**Sizden İstenen:**
İşini bırakmak isteyen işçiyle ilgili metne göre cayma akçesi tek taraflı olamayacağı için işverenin hangi yükümlülüğü vardır?

**Sayfa Alıntısı:**
• • • •

İşçim işini bırakıyor
Sayın Ali Tezel, benim için bir alışkanlık oldunuz yazılarınızı takip ediyorum, öğrendiklerimle işimi daha iyi yönetebiliyorum. Ancak, şimdi cevabını bulamadığım bir sorunum var, PVC kapı, pencere işinde kullanılan epey kullanışlı bir makine buldum ve üretiyorum ama ustalarımdan birisi bir başka firmaya geçecek gibi. Başka firmaya geçerse de öğrendiklerini oraya taşıyıp benim pazar payımı azaltabilir. İşçimin işini bırakmasını nasıl engelleyebilirim? İsmi Mahfuz
Sayın okurum, madem işçiniz sizin için değerli onun işini bırakıp başka firmaya gitme isteğini azaltmaktan başka çareniz yok, yani istediği parayı ve imkanları vererek çalıştıracaksınız. Ancak, kabul ederse belirli süreli (mesela beş yıl) iş sözleşmesi imzalayıp, sözleşme süresinden önce sona erdirdiği (işi bıraktığı) takdirde yüklü miktarda cayma akçesi (tazminat) koyabilirsiniz. Ancak unutmayın cayma akçesi tek taraflı olamaz yani o değil ama siz de sözleşme bitim tarihinden önce işine son verirseniz aynı miktar tazminatı ödemekle mükellef olursunuz. Bunun dışında hiç kimseyi zorla çalıştıramaz ve başka yerlerde çalışmasını da engelleyemezsiniz, bu çalışma hürriyetine aykırı olur.

• • • •

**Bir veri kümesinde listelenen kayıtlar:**

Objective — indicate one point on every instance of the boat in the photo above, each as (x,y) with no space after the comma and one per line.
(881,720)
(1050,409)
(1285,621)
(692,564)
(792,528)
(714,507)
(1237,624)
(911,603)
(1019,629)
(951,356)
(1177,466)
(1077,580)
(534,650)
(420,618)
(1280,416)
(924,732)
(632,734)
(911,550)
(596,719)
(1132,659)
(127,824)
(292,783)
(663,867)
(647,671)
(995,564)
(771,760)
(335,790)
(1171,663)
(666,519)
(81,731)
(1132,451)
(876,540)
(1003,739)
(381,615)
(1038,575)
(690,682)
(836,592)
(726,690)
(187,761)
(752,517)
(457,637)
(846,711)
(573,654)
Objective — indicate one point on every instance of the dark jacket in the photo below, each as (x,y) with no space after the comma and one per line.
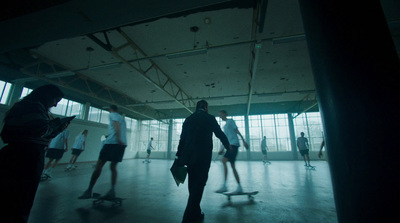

• • • •

**Sorunun Çözümü:**
İşveren de işçinin işine sözleşme bitim tarihinden önce son verirse aynı miktarda tazminat ödemekle yükümlü olur.